** Challenge a **
Answer these questions using the mailing-list message:
(i) What date and time does the message give?
(ii) What value is TOAST_DENOMINATOR set to in the quoted code?
(iii) According to Tom Lane, what condition has the poster not got straight?

** Source document **
Re: TOASTing smaller things

From: Chris Browne <cbbrowne(at)acm(dot)org>
To: pgsql-hackers(at)postgresql(dot)org
Subject: Re: TOASTing smaller things
Date: 2007-03-21 20:29:31
Message-ID: 60ircujq6s.fsf@dba2.int.libertyrms.com
Views: Raw Message | Whole Thread | Download mbox | Resend email
Thread:
Lists: pgsql-hackers

tgl(at)sss(dot)pgh(dot)pa(dot)us (Tom Lane) writes:
> Chris Browne <cbbrowne(at)acm(dot)org> writes:
>> #define TOAST_DENOMINATOR 17
>> /* Use this as the divisor; current default behaviour falls from TOAST_DENOMINATOR = 4 */
>
>> #define TOAST_TUPLE_THRESHOLD^I\
>> ^IMAXALIGN_DOWN((BLCKSZ - \
>> ^I^I^I^I MAXALIGN(sizeof(PageHeaderData) + 3 * sizeof(ItemIdData))) \
>> ^I^I^I^I / TOAST_DENOMINATOR)
>
> Given that you are quoting code that was demonstrably broken since
> the original coding of TOAST up till a month or two back, "it passes
> regression" is not adequate proof of "it's right". In fact I think
> it's not right; you have not got the roundoff condition straight.

** Challenge b **
Scale the records from the line with "Task: locate the windshield" through the end of the records, both ends included. Repeat every line, requests included, but multiply each coordinate in the answers by 2.55 and round it to a whole number, with halves rounded up.

** Records provided **
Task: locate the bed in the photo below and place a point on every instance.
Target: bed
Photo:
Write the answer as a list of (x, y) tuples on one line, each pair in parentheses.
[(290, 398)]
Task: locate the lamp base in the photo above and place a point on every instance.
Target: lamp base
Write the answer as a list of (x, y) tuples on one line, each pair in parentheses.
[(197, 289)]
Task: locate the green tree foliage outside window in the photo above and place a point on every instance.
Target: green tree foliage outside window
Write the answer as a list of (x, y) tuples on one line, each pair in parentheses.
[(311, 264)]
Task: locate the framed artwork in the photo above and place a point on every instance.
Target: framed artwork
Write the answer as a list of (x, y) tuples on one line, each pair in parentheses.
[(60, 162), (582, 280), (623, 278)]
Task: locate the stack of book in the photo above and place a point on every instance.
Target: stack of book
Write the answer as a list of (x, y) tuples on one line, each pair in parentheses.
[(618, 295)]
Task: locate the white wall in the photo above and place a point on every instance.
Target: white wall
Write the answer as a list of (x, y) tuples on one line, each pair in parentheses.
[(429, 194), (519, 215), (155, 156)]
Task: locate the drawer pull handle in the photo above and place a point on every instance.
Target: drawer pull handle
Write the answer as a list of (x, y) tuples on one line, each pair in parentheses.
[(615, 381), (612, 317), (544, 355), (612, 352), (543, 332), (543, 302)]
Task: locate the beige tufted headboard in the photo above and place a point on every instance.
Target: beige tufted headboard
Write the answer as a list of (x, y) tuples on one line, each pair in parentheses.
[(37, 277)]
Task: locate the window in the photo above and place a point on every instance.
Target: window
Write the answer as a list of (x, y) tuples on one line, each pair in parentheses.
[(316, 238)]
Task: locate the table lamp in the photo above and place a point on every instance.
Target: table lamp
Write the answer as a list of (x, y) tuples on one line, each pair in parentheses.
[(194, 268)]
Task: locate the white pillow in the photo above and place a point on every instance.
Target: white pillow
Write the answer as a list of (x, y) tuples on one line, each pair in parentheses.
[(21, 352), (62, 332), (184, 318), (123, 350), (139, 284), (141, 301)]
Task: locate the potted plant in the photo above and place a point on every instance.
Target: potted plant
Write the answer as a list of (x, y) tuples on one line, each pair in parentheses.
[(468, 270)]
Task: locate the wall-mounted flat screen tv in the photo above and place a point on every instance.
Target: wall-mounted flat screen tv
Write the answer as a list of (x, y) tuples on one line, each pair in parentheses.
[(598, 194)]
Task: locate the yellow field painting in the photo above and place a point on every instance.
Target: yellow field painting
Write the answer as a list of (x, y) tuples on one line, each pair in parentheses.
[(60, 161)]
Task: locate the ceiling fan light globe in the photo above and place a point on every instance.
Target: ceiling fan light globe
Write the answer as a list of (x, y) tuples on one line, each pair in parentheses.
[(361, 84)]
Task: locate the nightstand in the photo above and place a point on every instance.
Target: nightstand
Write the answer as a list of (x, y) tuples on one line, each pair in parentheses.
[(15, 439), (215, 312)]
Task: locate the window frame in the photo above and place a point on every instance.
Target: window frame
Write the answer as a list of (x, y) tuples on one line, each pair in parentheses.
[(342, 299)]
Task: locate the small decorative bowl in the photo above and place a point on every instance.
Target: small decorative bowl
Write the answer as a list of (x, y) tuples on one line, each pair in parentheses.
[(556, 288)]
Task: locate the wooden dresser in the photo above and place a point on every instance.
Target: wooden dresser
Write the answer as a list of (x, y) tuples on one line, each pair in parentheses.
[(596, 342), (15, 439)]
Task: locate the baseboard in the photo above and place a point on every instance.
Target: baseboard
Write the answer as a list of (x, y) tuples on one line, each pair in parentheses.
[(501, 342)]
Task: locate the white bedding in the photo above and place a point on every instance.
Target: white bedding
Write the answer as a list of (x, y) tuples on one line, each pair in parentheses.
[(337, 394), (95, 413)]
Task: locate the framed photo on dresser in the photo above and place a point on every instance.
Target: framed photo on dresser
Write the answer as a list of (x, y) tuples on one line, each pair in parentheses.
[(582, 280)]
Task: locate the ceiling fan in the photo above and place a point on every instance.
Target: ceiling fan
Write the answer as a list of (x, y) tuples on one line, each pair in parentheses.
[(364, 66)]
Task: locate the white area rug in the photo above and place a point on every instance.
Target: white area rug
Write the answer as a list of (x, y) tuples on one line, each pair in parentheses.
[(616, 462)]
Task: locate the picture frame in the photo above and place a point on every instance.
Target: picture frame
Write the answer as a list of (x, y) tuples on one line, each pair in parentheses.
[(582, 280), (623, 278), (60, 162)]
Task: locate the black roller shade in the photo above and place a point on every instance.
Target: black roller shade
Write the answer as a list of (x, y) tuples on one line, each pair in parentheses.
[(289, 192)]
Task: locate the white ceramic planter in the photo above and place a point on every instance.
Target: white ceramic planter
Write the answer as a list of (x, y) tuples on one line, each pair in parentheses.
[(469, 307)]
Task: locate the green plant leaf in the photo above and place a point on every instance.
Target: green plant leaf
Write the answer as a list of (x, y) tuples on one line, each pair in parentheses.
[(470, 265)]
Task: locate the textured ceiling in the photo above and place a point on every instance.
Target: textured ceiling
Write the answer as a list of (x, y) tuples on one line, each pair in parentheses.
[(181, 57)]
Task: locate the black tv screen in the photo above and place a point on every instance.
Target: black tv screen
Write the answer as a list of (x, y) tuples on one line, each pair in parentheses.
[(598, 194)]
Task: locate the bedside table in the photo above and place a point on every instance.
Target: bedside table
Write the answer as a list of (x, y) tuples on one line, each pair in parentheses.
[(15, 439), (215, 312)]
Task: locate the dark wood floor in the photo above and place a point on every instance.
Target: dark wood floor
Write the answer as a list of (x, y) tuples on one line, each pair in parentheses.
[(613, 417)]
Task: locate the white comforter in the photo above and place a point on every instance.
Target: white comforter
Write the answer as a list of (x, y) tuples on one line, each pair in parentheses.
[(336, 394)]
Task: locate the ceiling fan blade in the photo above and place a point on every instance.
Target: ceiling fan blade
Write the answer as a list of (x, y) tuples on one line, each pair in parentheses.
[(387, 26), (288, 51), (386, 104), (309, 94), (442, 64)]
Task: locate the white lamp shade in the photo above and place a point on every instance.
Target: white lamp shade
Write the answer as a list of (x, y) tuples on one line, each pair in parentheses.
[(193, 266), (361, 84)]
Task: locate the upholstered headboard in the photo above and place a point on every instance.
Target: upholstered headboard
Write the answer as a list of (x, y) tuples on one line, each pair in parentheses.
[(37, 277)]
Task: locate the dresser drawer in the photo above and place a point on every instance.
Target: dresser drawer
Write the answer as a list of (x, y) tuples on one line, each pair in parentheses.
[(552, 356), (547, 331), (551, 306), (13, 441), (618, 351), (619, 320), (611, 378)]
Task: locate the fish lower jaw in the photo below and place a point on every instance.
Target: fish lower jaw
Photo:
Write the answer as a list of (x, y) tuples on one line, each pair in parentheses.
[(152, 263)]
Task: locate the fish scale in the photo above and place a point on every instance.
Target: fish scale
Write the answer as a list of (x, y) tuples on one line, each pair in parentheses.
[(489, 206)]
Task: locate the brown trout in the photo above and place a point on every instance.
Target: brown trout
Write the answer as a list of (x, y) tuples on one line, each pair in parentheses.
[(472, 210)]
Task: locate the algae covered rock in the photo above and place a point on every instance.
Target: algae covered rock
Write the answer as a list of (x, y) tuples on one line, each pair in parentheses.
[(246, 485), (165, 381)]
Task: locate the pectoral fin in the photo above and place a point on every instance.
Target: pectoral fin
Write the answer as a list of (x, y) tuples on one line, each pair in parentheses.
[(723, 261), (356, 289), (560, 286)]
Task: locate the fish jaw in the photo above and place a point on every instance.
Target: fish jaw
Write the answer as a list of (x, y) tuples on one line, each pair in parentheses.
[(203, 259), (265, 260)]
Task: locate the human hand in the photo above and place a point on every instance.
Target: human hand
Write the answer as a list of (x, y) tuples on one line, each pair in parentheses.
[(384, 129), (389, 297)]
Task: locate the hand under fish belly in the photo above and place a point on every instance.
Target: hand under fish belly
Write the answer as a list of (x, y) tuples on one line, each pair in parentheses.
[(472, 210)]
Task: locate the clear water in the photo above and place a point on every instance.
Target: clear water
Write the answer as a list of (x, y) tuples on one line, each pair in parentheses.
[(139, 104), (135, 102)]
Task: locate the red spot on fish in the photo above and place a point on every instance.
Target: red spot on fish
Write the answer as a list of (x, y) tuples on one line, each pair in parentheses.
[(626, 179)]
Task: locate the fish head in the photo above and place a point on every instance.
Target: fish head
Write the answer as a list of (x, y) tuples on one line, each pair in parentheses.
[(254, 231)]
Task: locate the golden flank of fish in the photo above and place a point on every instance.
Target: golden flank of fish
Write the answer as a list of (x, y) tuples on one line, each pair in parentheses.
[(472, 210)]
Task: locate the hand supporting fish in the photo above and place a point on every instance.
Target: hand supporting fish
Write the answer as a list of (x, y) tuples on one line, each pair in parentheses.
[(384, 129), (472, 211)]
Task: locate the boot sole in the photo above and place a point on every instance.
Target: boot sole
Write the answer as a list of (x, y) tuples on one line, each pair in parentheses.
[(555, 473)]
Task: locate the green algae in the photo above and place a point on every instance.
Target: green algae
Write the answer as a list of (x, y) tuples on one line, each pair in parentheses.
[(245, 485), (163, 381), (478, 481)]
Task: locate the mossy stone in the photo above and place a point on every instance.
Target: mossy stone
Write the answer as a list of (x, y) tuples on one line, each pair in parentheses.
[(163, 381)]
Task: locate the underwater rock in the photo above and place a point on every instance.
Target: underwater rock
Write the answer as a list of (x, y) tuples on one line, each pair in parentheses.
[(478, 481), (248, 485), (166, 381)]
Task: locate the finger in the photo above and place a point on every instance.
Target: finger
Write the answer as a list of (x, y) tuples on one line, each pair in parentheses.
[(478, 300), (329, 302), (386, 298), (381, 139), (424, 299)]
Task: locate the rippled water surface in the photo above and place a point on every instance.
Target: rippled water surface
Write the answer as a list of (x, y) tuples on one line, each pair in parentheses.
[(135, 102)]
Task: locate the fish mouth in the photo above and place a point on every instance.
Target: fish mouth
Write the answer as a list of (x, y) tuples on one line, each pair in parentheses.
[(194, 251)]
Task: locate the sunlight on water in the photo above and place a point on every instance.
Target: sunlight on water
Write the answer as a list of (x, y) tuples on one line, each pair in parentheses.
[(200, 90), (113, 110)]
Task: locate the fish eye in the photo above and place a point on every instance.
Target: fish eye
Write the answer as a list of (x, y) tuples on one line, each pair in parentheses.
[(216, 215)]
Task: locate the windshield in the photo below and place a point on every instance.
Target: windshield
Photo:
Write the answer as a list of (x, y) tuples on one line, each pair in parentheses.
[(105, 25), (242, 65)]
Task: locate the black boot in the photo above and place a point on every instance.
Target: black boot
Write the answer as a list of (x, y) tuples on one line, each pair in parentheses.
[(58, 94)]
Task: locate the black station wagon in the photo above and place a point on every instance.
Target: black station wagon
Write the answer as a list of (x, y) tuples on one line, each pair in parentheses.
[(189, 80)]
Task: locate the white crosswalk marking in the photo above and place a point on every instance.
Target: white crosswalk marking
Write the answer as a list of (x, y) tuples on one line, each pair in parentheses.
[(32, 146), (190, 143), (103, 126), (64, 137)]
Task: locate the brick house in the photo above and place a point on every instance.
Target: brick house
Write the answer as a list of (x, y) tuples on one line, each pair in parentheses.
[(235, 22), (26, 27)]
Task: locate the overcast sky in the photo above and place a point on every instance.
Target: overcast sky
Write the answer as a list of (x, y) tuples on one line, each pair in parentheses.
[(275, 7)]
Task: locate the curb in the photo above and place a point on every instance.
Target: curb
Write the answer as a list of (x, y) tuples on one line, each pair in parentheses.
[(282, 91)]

** Task result a **
(i) 2007-03-21 20:29:31
(ii) 17
(iii) The roundoff condition

** Task result b **
Task: locate the windshield in the photo below and place a point on every instance.
Target: windshield
Photo:
Write the answer as a list of (x, y) tuples on one line, each pair in parentheses.
[(268, 64), (617, 166)]
Task: locate the black boot in the photo above and place a point on every instance.
Target: black boot
Write the answer as a list of (x, y) tuples on one line, each pair in parentheses.
[(148, 240)]
Task: locate the black station wagon in the photo above and place a point on every instance.
Target: black station wagon
Write the answer as a list of (x, y) tuples on one line, each pair in parentheses.
[(482, 204)]
Task: locate the white crosswalk marking in the photo above and place a point on every instance.
Target: white crosswalk marking
Write the answer as a list of (x, y) tuples on one line, each pair in parentheses.
[(82, 372), (485, 365), (263, 321), (163, 349)]
Task: locate the brick house in the photo above and place a point on every instance.
Target: brick house
Write the answer as a list of (x, y) tuples on one line, each pair in parentheses.
[(599, 56), (66, 69)]
Task: locate the overcast sky in the photo above and place a point on every instance.
Target: overcast sky
Write the answer as a list of (x, y) tuples on one line, each pair in parentheses.
[(701, 18)]
Task: locate the curb in the photo above and place a point on every instance.
Target: curb
Write the answer as a list of (x, y) tuples on one line, each pair in parentheses.
[(719, 232)]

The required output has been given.